## [What needs to be done]
Starting at the top of the entries below, set down each line exactly as written, and stop after the line containing "Mark each instance of the boulder".

(Records from a data source)
+ + + + + + +
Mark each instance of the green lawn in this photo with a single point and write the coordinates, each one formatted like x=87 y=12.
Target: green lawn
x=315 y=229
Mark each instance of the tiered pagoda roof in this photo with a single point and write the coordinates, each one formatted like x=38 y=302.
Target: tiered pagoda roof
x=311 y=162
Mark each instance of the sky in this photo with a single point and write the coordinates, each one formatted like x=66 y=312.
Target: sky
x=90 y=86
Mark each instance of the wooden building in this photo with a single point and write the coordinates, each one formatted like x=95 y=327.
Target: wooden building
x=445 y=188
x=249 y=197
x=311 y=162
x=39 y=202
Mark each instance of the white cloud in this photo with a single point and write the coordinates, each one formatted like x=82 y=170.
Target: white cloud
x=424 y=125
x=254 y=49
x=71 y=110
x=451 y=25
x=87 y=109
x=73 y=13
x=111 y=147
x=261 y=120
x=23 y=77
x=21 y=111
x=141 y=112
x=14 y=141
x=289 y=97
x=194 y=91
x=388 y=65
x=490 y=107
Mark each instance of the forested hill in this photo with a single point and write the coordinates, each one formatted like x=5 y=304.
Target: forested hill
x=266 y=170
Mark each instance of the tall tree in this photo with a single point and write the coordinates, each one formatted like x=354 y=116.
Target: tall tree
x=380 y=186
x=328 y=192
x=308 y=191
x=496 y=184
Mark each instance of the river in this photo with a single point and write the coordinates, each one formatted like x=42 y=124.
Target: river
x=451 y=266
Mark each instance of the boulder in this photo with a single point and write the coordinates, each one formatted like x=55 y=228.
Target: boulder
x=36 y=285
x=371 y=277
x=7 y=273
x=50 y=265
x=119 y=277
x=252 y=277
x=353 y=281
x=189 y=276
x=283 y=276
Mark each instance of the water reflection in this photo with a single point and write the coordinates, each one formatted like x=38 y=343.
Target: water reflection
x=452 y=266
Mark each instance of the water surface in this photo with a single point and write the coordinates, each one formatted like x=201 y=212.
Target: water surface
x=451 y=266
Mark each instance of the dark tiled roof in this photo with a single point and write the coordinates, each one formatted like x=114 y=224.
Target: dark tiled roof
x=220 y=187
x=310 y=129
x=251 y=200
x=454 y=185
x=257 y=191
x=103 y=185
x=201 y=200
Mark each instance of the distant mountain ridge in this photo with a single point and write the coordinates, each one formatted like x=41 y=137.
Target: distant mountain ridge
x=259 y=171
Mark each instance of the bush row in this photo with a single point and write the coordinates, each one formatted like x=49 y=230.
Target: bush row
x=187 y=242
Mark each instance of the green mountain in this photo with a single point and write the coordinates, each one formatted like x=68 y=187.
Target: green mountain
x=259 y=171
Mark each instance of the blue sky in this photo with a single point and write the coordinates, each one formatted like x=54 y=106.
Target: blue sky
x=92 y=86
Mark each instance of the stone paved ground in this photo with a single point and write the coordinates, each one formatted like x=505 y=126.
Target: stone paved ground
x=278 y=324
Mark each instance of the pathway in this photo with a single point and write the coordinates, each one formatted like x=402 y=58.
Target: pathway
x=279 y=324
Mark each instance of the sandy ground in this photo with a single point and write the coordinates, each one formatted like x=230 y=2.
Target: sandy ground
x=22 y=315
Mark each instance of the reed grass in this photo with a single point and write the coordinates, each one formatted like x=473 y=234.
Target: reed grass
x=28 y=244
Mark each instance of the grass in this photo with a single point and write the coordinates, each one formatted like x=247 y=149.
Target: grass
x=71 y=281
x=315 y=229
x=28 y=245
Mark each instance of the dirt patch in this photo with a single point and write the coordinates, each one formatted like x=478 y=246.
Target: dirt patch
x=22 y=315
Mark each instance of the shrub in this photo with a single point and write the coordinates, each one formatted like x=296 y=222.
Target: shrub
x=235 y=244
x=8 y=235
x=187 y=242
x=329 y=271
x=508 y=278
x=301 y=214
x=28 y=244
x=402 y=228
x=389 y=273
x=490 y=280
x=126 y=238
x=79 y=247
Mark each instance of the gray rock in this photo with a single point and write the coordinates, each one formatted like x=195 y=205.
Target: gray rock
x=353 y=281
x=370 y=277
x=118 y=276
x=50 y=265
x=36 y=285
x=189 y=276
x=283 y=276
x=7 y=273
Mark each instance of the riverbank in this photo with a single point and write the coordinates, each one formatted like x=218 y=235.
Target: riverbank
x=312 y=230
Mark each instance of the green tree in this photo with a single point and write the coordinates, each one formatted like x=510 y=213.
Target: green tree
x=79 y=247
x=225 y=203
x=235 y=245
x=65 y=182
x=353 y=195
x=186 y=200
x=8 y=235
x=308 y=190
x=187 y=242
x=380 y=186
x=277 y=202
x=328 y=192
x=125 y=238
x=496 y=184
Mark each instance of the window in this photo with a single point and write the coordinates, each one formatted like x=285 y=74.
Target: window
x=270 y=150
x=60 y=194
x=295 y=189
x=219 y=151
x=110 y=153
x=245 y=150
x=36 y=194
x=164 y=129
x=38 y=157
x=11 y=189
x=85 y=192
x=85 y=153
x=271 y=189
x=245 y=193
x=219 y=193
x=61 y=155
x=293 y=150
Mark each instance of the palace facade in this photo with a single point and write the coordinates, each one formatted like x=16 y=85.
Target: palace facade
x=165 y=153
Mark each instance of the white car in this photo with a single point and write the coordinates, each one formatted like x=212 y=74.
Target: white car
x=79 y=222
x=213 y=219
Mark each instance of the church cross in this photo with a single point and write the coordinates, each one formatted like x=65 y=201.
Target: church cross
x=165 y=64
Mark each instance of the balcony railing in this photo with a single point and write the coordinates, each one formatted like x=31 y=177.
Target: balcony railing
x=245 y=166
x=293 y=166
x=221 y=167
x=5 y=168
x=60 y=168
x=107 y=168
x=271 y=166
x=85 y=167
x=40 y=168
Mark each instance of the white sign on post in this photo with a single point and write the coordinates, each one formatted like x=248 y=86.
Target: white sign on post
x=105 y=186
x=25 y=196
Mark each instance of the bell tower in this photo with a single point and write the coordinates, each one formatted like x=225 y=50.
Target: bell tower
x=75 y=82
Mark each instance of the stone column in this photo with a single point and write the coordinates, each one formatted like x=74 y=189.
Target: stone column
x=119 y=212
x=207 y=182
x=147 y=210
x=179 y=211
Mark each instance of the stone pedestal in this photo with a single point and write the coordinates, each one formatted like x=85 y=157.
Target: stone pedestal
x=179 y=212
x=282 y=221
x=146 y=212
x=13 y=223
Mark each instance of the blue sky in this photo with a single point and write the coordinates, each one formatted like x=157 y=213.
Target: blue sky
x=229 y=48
+ + + + + + +
## [Exercise output]
Mark each instance of the green lawn in this photo with a single point and write the coordinates, each one formatted like x=87 y=12.
Target: green lawn
x=315 y=229
Mark each instance of the tiered pagoda roof in this photo with a single point and write the coordinates, each one formatted like x=38 y=302.
Target: tiered pagoda roof
x=311 y=162
Mark each instance of the sky in this photo with a single point and write the coordinates, each one formatted like x=66 y=312.
Target: sky
x=90 y=86
Mark each instance of the wooden building in this photo with a single point and write the coordinates, each one formatted like x=95 y=327.
Target: wooden building
x=445 y=188
x=249 y=197
x=311 y=162
x=39 y=202
Mark each instance of the white cloud in this photo with a single point and write the coordinates, each one formatted like x=82 y=170.
Target: white cloud
x=424 y=125
x=254 y=49
x=71 y=110
x=451 y=25
x=87 y=109
x=73 y=13
x=111 y=147
x=261 y=120
x=23 y=77
x=21 y=111
x=141 y=112
x=14 y=141
x=289 y=97
x=194 y=91
x=388 y=65
x=490 y=107
Mark each instance of the forested hill in this photo with a single point and write the coordinates, each one formatted like x=5 y=304.
Target: forested hill
x=266 y=170
Mark each instance of the tall tree in this photo with a single point and write the coordinates, each one formatted like x=354 y=116.
Target: tall tree
x=380 y=186
x=328 y=192
x=308 y=191
x=496 y=184
Mark each instance of the river in this photo with a single point and write the coordinates, each one formatted like x=42 y=124.
Target: river
x=451 y=266
Mark each instance of the boulder in this photo with a single point and write the coordinates, each one formatted like x=55 y=228.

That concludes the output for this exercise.